Such beautiful and abundant produce you get from a single cabbage plant. If you plant early and harvest gently, the stalk you leave in the ground can produce many more smaller cabbages.
I’ve never grown cabbage in my small kitchen garden. I imagine cabbage is a very satisfying plant to grow as it produces enormous heads that can feed a family for a week or longer. On the other side of the equation, cabbage is so common in Pennsylvania that it very well might be the official state flower; it is omnipresent at farm stands and farmers’ markets. Here in Pennsylvania Dutch country, there are times when you can buy a human-head-sized cabbage for a dollar or less. It seems silly for me to commit garden space for a plant whose produce I can buy so cheaply.
What happens to all the cabbage in central Pennsylvania? Cole slaw and sauerkraut happen. Cole slaw, I like very much. Sauerkraut, I’ve never cared for. It’s a shame, because as popular as sauerkraut is, I could never write authoritatively about it… and a blog about a home kitchen garden really ought to discuss sauerkraut from time-to-time.
Your Small Kitchen Garden’s Sauerkraut Scoop
I’m fortunate to have a brother who likes sauerkraut. He likes it enough that he decided to make some himself. I’m also fortunate that my brother discovered something about making sauerkraut that all cabbage-enthusiasts should know… and he agreed to share it with readers of this blog. He even sent photos! So… here for cabbage-enthusiasts:
Sauerkraut, a Brewer’s Viewpoint
by Kris Gasteiger
You don’t chop cabbage to make sauerkraut, you slice it. You’ll end up with strips running from several inches down to fractions of an inch.
Cabbage: thinly sliced, pickling salt: not much, time: a few weeks… oh, and an anaerobic environment at the right temperature. You will have Sauerkraut; really good Sauerkraut.
I’ve read a lot of recipes for making Sauerkraut, and they’re all the same: Thinly sliced cabbage, salt, a crock, a plate, weights, skimming the slime and crud, washing the plate, more skimming. Whew, what is wrong with this picture? Well, mostly the lack of a true anaerobic environment.
The Sauerkraut Recipe
The standard recipe for sauerkraut is:
5 Lbs thinly sliced cabbage
3 Tablespoons of canning salt or 3 heaping tablespoons of kosher salt (kosher salt is less dense so you need more to get the same strength brine).

Task 1:
How much cabbage does the standard recipe in the sauerkraut text call for?
The text about sauerkraut and the entries that follow it are separate, unrelated material.

Data provided:
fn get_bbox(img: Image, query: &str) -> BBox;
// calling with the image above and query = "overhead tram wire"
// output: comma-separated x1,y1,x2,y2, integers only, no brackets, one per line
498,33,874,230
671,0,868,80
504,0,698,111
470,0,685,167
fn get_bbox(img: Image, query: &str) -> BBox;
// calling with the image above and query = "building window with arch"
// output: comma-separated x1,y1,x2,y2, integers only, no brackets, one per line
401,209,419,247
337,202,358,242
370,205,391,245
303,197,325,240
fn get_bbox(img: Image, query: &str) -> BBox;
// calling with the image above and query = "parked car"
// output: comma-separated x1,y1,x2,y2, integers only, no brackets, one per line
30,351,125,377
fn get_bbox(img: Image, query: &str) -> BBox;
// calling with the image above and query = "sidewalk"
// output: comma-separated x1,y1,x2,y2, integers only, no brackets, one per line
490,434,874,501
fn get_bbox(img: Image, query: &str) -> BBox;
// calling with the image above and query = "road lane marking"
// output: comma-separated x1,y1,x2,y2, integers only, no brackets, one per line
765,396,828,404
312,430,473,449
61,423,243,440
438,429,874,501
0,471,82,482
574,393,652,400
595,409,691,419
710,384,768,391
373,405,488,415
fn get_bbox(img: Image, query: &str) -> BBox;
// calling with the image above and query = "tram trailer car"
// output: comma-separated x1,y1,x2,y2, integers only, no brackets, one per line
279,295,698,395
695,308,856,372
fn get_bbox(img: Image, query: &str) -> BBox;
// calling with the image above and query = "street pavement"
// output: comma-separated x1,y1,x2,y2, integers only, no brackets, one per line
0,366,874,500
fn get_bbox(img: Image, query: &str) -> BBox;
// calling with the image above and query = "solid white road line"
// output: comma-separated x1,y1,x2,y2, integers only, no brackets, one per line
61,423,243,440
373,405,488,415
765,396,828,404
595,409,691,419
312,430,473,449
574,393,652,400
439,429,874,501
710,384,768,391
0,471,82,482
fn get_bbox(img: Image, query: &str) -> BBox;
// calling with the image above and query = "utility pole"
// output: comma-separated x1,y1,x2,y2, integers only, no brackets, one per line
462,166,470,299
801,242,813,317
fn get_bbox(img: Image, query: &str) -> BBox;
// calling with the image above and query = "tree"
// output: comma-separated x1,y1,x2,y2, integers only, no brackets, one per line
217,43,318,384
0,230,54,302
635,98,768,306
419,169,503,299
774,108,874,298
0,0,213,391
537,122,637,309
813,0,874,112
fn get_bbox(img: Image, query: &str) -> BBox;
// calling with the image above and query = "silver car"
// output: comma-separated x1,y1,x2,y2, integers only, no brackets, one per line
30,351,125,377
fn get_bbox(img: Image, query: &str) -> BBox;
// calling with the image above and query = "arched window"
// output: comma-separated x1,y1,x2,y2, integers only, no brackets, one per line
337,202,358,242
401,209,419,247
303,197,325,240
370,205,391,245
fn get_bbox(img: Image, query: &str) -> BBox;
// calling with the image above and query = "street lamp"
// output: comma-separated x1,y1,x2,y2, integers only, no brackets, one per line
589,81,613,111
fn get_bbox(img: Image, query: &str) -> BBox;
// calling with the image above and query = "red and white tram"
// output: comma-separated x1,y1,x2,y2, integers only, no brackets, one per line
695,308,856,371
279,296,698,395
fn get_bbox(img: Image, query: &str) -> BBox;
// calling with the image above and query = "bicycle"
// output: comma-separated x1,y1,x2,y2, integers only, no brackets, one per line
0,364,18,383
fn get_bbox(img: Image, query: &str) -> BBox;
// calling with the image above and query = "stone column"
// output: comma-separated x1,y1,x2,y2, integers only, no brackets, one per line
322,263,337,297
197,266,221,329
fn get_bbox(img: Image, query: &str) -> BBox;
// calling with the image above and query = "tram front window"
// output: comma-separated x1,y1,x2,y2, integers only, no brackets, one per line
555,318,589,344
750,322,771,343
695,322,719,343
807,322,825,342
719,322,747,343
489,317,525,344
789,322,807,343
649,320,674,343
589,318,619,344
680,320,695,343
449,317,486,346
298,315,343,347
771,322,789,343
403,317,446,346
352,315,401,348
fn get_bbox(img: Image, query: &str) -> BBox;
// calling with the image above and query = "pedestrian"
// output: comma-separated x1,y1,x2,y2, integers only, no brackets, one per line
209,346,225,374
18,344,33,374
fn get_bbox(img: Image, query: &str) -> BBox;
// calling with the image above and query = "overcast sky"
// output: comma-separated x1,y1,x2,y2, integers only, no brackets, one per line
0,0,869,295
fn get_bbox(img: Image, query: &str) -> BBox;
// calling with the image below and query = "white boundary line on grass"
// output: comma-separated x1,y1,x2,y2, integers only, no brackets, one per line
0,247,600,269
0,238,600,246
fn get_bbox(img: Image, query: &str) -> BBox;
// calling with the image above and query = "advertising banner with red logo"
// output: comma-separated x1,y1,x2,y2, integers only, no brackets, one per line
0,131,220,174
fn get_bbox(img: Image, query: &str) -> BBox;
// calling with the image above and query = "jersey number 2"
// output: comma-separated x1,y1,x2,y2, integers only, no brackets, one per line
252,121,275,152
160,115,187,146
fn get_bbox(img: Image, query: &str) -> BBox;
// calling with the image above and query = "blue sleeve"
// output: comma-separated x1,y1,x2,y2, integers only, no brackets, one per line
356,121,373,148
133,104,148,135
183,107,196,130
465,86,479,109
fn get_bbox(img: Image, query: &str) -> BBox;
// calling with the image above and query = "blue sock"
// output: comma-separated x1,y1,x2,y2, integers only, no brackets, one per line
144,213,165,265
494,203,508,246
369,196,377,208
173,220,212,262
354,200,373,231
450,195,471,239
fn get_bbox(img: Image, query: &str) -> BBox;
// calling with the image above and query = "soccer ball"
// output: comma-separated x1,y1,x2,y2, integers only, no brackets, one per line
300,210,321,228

Task 2:
Rewrite the entries from their first line up to and including the line with "470,0,685,167", replacing "overhead tram wire" with "overhead power line" and keeping everything else unchanged.

Complete output 1:
5 Lbs of thinly sliced cabbage.

Complete output 2:
fn get_bbox(img: Image, query: &str) -> BBox;
// calling with the image above and query = "overhead power line"
// output: comma-separated x1,y1,x2,y2, integers only, no brackets, one per line
498,33,874,230
671,0,868,80
504,0,698,111
470,0,685,167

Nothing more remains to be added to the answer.